++++ EXERCISE INPUT ++++

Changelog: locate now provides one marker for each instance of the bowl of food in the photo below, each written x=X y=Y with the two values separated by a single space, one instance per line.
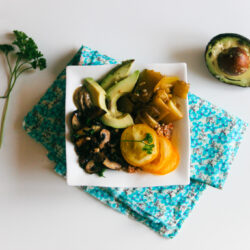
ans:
x=127 y=125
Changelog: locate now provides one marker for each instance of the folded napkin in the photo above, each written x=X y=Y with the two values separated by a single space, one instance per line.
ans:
x=215 y=138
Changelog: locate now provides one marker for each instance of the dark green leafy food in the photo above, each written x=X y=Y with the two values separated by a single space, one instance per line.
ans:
x=227 y=58
x=97 y=145
x=116 y=74
x=27 y=57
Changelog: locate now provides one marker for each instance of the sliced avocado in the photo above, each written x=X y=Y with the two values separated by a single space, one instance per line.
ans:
x=97 y=93
x=119 y=89
x=116 y=74
x=227 y=58
x=98 y=97
x=123 y=121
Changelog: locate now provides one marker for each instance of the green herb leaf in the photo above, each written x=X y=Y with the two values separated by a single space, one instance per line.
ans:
x=27 y=57
x=6 y=48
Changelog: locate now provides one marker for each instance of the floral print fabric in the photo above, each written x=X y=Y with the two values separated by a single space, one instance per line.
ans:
x=215 y=138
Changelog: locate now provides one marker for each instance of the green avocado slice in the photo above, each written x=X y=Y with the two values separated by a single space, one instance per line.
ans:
x=119 y=89
x=98 y=97
x=116 y=74
x=97 y=93
x=224 y=42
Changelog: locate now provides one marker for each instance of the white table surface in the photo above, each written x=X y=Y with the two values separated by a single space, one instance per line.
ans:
x=37 y=209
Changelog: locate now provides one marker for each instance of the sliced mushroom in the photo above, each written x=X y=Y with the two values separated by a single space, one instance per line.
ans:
x=111 y=164
x=95 y=112
x=76 y=97
x=80 y=142
x=87 y=99
x=75 y=123
x=106 y=134
x=90 y=167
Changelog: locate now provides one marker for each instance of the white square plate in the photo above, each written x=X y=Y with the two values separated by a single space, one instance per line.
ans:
x=76 y=176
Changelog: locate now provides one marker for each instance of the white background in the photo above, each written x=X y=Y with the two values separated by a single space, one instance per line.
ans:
x=37 y=209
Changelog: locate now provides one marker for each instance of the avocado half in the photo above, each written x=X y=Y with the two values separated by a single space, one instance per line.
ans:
x=227 y=58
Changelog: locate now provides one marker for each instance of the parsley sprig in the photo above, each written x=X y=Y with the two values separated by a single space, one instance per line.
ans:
x=27 y=57
x=147 y=141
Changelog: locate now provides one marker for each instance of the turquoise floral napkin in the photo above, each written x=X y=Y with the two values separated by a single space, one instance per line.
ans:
x=215 y=139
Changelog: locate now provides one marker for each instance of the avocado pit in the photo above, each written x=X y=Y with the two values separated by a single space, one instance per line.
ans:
x=233 y=61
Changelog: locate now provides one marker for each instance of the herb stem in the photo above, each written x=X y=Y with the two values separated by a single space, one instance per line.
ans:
x=8 y=62
x=5 y=108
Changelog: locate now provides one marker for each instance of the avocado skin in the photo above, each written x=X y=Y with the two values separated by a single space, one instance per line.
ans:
x=243 y=41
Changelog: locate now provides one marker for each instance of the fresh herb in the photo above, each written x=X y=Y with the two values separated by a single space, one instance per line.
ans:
x=27 y=57
x=101 y=172
x=147 y=141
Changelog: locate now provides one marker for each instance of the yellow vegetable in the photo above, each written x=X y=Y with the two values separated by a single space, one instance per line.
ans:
x=132 y=147
x=166 y=161
x=181 y=89
x=161 y=106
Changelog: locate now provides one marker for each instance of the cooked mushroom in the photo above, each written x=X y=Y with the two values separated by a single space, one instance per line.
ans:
x=95 y=112
x=80 y=142
x=75 y=121
x=90 y=167
x=76 y=97
x=106 y=134
x=111 y=164
x=87 y=99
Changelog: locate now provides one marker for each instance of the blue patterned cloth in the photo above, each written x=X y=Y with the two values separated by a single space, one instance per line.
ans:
x=215 y=139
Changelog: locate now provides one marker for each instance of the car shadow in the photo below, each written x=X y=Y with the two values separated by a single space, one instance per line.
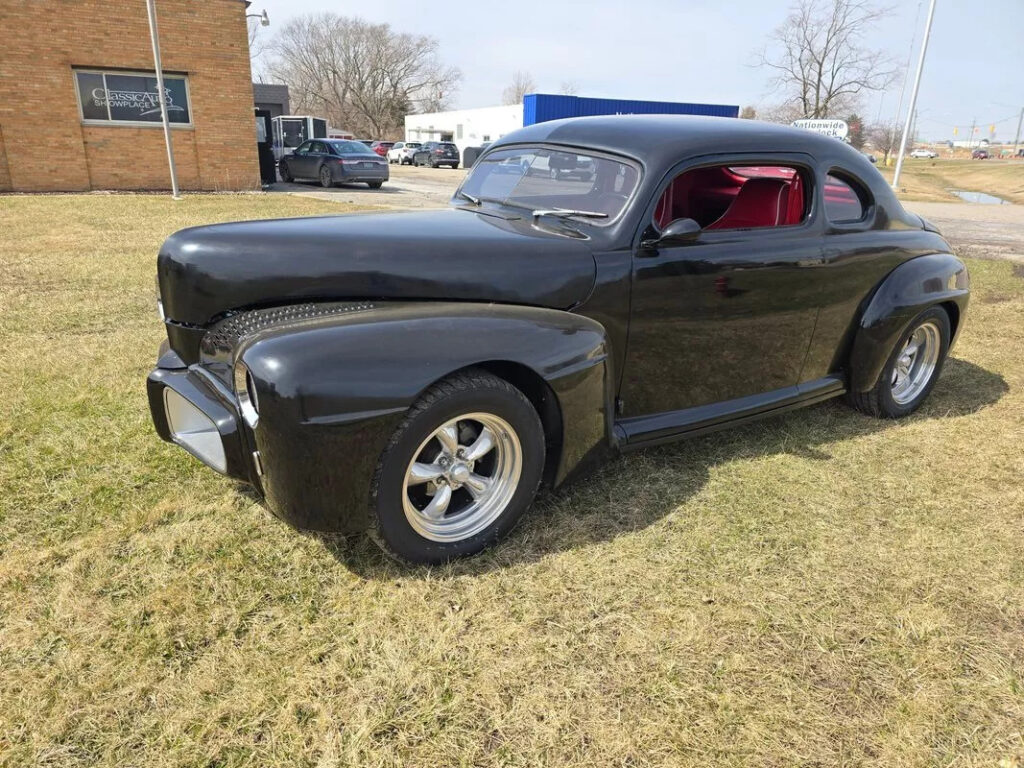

++++

▶ _PROBLEM STATEMENT_:
Please render every line of the material above as a Markdown table with the columns "Row" and "Line", numbering the rows and leaving out blank lines and the pictures.

▶ _SOLUTION TO THIS TASK_:
| Row | Line |
|---|---|
| 1 | Changelog: locate now provides one marker for each instance of the bowl of food in the photo below, each written x=X y=Y with the two values separated by a single space, one instance per line. |
| 2 | ans: |
| 3 | x=127 y=125 |
| 4 | Changelog: locate now provides one marker for each instance of the folded napkin in the photo above, each written x=X y=Y with the two values separated by a single space, one instance per line. |
| 5 | ans: |
| 6 | x=215 y=138 |
| 7 | Changelog: locate now provides one marker for each instance of the dark green leafy food in the photo above, each written x=X y=Y with the two values separated by a single space, one instance per line. |
| 8 | ans: |
| 9 | x=227 y=58 |
| 10 | x=97 y=145 |
| 11 | x=116 y=74 |
| 12 | x=27 y=57 |
| 13 | Changelog: locate now provides one marker for each instance of the sliced avocado in the photo above, each written x=X y=Y with the two values separated by a single space, one instance per line. |
| 14 | ans: |
| 15 | x=97 y=93 |
| 16 | x=119 y=89 |
| 17 | x=116 y=74 |
| 18 | x=227 y=58 |
| 19 | x=98 y=97 |
| 20 | x=123 y=121 |
| 21 | Changelog: locate now provides one marker for each instance of the green herb leaf in the photo above, each written x=X y=Y with the two values separated by a single space, one instance per line. |
| 22 | ans: |
| 23 | x=27 y=57 |
| 24 | x=6 y=48 |
| 25 | Changelog: locate now provides one marker for each instance of the floral print fabric in the photo above, each written x=X y=Y with the two values separated by a single space, one instance per line. |
| 26 | ans: |
| 27 | x=215 y=138 |
| 28 | Changelog: locate now provides one marker for each instance of the green avocado slice in the photo above, each written x=X y=Y with the two values separated by a single space, one instance per line. |
| 29 | ans: |
| 30 | x=119 y=89 |
| 31 | x=98 y=97 |
| 32 | x=116 y=74 |
| 33 | x=97 y=93 |
| 34 | x=224 y=42 |
| 35 | Changelog: locate now provides one marker for each instance of the white table surface in the photo above, each written x=X y=Y with the two values separated by a single space, one instance per line. |
| 36 | ans: |
| 37 | x=37 y=209 |
| 38 | Changelog: locate now provides one marker for each instance of the sliced mushroom in the photo above, each written x=X y=Y with the two values separated by a single space, one instance per line. |
| 39 | ans: |
| 40 | x=111 y=164 |
| 41 | x=95 y=112 |
| 42 | x=76 y=97 |
| 43 | x=80 y=142 |
| 44 | x=87 y=99 |
| 45 | x=75 y=123 |
| 46 | x=106 y=134 |
| 47 | x=90 y=167 |
| 48 | Changelog: locate now provides one marker for each instance of the white square plate in the photo above, each written x=X y=Y with the two values separated by a single space, one instance per line. |
| 49 | ans: |
| 50 | x=76 y=176 |
| 51 | Changelog: locate now provides one marker for each instance of the white background in the photo above, each written x=X y=Y with the two values separated by a single space, one instance per line. |
| 52 | ans: |
| 53 | x=37 y=209 |
| 54 | Changelog: locate now provides one marker for each instance of the avocado half in the photo above, each written x=X y=Y with the two values separated by a single space, one instance per line. |
| 55 | ans: |
| 56 | x=227 y=58 |
| 57 | Changelog: locate now provides one marker for each instance of the parsley sprig in the photo above, each written x=X y=Y with the two values separated by a single space, one instance per line. |
| 58 | ans: |
| 59 | x=27 y=57 |
| 60 | x=147 y=141 |
| 61 | Changelog: locate now provides one marker for each instance of the turquoise floral napkin in the photo above, each written x=X y=Y with the two values separated by a single space, one instance per line. |
| 62 | ans: |
| 63 | x=215 y=139 |
| 64 | Changelog: locate now provides one marker for each instance of the avocado pit in the photo above, each written x=X y=Y with the two values separated by a single space, one instance per line. |
| 65 | ans: |
| 66 | x=233 y=61 |
| 67 | Changelog: locate now provides one marker for each instance of the herb stem in the photo above, each written x=X y=Y with the two values separated by a single space, one instance per line. |
| 68 | ans: |
| 69 | x=8 y=62 |
| 70 | x=5 y=108 |
| 71 | Changelog: locate now provides one marker for each instance of the avocado skin in the photo above, each written x=X y=Y with the two values separated by a single space, one instance per line. |
| 72 | ans: |
| 73 | x=243 y=41 |
| 74 | Changelog: locate now provides one marker for each instance of the fresh herb in the photo above, each written x=X y=Y with the two values separated by a single space, one instance per line. |
| 75 | ans: |
| 76 | x=27 y=57 |
| 77 | x=101 y=172 |
| 78 | x=147 y=141 |
| 79 | Changelog: locate now provides one marker for each instance of the yellow vegetable in the photo above, each written x=X y=Y with the two values separated by a single space, one instance per line. |
| 80 | ans: |
| 81 | x=132 y=147 |
| 82 | x=166 y=161 |
| 83 | x=181 y=89 |
| 84 | x=161 y=106 |
| 85 | Changelog: locate now provides one marker for each instance of the cooked mushroom in the photo above, each written x=X y=Y with the two values separated by a single space, one instance per line. |
| 86 | ans: |
| 87 | x=95 y=112 |
| 88 | x=80 y=142 |
| 89 | x=75 y=121 |
| 90 | x=90 y=167 |
| 91 | x=76 y=97 |
| 92 | x=106 y=134 |
| 93 | x=111 y=164 |
| 94 | x=87 y=99 |
| 95 | Changelog: locate now provides one marker for each instance of the blue patterned cloth in the photo above, each written x=X y=Y with the two values separated by a single space, one instance per line. |
| 96 | ans: |
| 97 | x=215 y=139 |
| 98 | Changelog: locate now provides one marker for each instance of the car shadow in the photo below, each written x=X y=Y with the two values separated by a single space, one instance per line. |